### Excerpted passage

○ ○ ○ ○ ○ ○ ○

Immunohistochemistry
Unless otherwise noted, mid-belly (mouse) and biopsy (human) cross-sections (5 μm thick) from muscles frozen in OCT were taken with a cryostat chilled to -30° C and collected on Superfrost Plus™ microscope slides (Fisher Scientific). Immediately upon collection, the sections were transferred to diH2O water for 15 min to hydrate the samples. While ensuring that the sections remained hydrated, the area on the slide surrounding the section was dried with a Kimwipe, and then a hydrophobic circle was drawn around the section using an Aqua Hold 2 pen (Scientific Device Laboratory). Slides were then placed into a humidified box for all subsequent washing and incubation steps, which were all performed at room temperature on a rotating rocker set to 50 RPM.
Primary Antibody Labeling
Sections were washed with PBS for 5 min and then incubated for 30 min in blocking solution (0.5% Triton X-100, 0.5% bovine serum albumin (BSA) dissolved in PBS). For mouse samples, sections were incubated overnight in blocking solution containing mouse IgG1 anti-SERCA1 (1:100, VE121G9, Santa Cruz #SC-58287) and rabbit anti-dystrophin (1:100, ThermoFisher #PA1-21011). For human biopsy samples, sections were incubated overnight in blocking solution containing mouse IgG1 anti-SERCA1 or mouse IgG1 anti-SERCA2 (1:200, Santa Cruz #SC-53010) and rabbit anti-dystrophin. Following the overnight incubation, sections were washed three times for 10 min with PBS, followed by three more washes for 30 min with PBS.
Secondary Antibody Labeling
All sections labeled with primary antibodies were incubated overnight in blocking solution containing AlexaFluor® 594 conjugated goat anti-mouse IgG, Fcγ Subclass 1 specific (1:2000, Jackson Immunoresearch #3115-585-205) and AlexaFluor® 488 conjugated goat anti-rabbit IgG (1:5000, Invitrogen #A11008). Following the overnight incubation, sections were washed three times for 10 min with PBS, followed by three more times for 30 min with PBS.
Labeling with Phalloidin
In some instances, after the secondary antibody labeling step, sections were incubated in blocking solution containing Phallodin-CF680R (1:50, Biotium #00048) for 20 min. Following the incubation, the sections were washed three times for 10 min with PBS, followed by three more times for 30 min with PBS.
Mounting
Washed sections were mounted with 30 μL of ProLong™ Gold Antifade Mountant (ThermoFisher #P36930) and covered with a 22 x 22 mm No.1 glass slip (Globe Scientific #1404-10). All sections were allowed to cure in the mountant for at least 24 hrs while being protected from light before imaging.
Assessment of Muscle Fiber Size
The cross-sections that had been labeled for dystrophin and SERCA1/2 were imaged with a Keyence automated BZX700 inverted epifluorescence microscope via a 10x objective lens. For each fluorescent channel (FITC and TxRED filter), a 3 x 3 (mouse samples) or 5 x 5 (human samples) field was captured and stitched together using the Keyence Analyzer Software. The mean cross-sectional area of all qualified muscle fibers within the stitched images was then measured with our previously published CellProfiler pipeline [66].

○ ○ ○ ○ ○ ○ ○

### Dataset excerpts
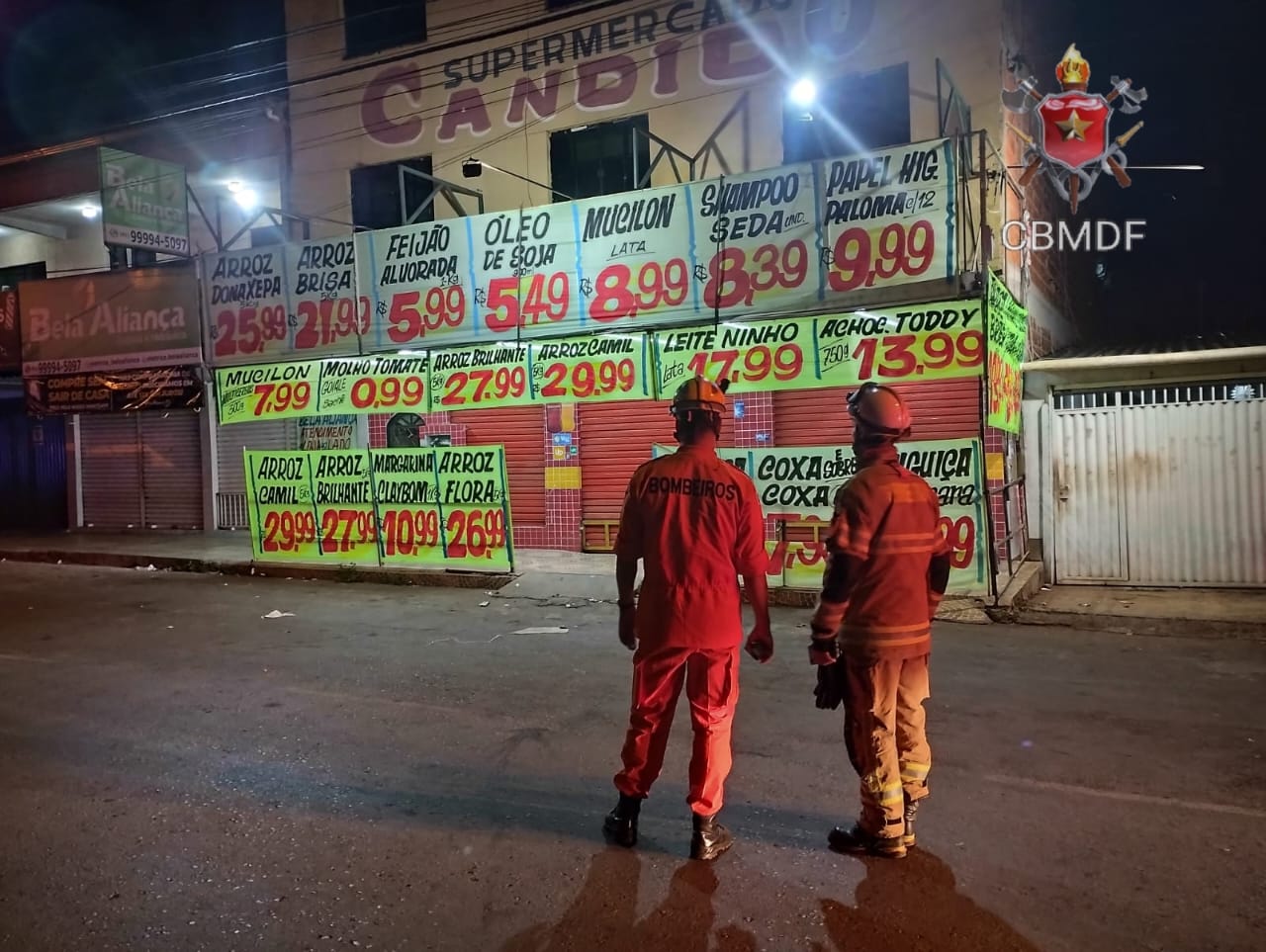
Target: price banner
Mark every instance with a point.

○ ○ ○ ○ ○ ○ ○

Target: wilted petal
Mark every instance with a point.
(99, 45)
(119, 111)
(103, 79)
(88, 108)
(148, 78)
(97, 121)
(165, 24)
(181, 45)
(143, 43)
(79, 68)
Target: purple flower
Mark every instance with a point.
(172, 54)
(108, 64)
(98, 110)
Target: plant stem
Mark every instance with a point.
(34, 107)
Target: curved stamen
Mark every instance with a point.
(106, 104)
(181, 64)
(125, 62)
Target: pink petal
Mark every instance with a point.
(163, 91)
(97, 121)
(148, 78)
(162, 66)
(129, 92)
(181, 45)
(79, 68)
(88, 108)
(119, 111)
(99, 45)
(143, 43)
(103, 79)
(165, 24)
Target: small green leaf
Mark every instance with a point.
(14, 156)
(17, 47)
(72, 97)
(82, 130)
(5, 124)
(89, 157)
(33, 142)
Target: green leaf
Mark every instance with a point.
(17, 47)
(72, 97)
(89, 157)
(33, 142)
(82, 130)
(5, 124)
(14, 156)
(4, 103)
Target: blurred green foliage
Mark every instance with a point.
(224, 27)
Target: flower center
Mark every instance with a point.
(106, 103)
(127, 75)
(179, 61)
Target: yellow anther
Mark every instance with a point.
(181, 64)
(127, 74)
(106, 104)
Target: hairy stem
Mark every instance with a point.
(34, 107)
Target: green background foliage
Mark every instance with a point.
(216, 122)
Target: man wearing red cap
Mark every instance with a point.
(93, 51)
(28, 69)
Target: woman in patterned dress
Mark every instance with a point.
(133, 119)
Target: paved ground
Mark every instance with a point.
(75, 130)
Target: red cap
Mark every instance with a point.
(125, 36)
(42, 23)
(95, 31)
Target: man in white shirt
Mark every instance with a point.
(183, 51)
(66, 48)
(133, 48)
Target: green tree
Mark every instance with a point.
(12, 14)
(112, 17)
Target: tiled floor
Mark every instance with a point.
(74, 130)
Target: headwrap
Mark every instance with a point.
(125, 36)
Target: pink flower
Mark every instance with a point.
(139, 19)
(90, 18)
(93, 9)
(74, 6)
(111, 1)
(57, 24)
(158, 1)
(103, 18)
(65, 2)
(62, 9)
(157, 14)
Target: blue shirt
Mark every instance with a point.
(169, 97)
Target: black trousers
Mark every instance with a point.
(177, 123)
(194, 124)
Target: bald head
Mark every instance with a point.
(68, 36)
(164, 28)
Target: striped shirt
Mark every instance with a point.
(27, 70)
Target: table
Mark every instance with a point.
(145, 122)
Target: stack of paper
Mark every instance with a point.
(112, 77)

○ ○ ○ ○ ○ ○ ○

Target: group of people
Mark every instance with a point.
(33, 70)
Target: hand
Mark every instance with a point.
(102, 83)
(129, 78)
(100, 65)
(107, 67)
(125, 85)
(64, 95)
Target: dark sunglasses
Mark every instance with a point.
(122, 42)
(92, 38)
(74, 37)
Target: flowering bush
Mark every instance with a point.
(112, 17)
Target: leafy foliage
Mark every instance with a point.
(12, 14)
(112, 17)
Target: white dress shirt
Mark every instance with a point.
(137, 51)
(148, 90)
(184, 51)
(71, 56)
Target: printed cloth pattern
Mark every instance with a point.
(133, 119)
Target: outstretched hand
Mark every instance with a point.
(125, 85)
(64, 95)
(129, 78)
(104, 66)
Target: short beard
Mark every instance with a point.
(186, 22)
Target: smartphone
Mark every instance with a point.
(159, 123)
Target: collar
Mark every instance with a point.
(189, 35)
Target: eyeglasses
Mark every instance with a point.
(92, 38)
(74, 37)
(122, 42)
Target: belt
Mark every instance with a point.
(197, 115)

○ ○ ○ ○ ○ ○ ○

Reproduce the portion of the immunohistochemistry text starting at "Immunohistochemistry" and ending at "set to 50 RPM.". Rely only on the immunohistochemistry text, not the records.

Immunohistochemistry
Unless otherwise noted, mid-belly (mouse) and biopsy (human) cross-sections (5 μm thick) from muscles frozen in OCT were taken with a cryostat chilled to -30° C and collected on Superfrost Plus™ microscope slides (Fisher Scientific). Immediately upon collection, the sections were transferred to diH2O water for 15 min to hydrate the samples. While ensuring that the sections remained hydrated, the area on the slide surrounding the section was dried with a Kimwipe, and then a hydrophobic circle was drawn around the section using an Aqua Hold 2 pen (Scientific Device Laboratory). Slides were then placed into a humidified box for all subsequent washing and incubation steps, which were all performed at room temperature on a rotating rocker set to 50 RPM.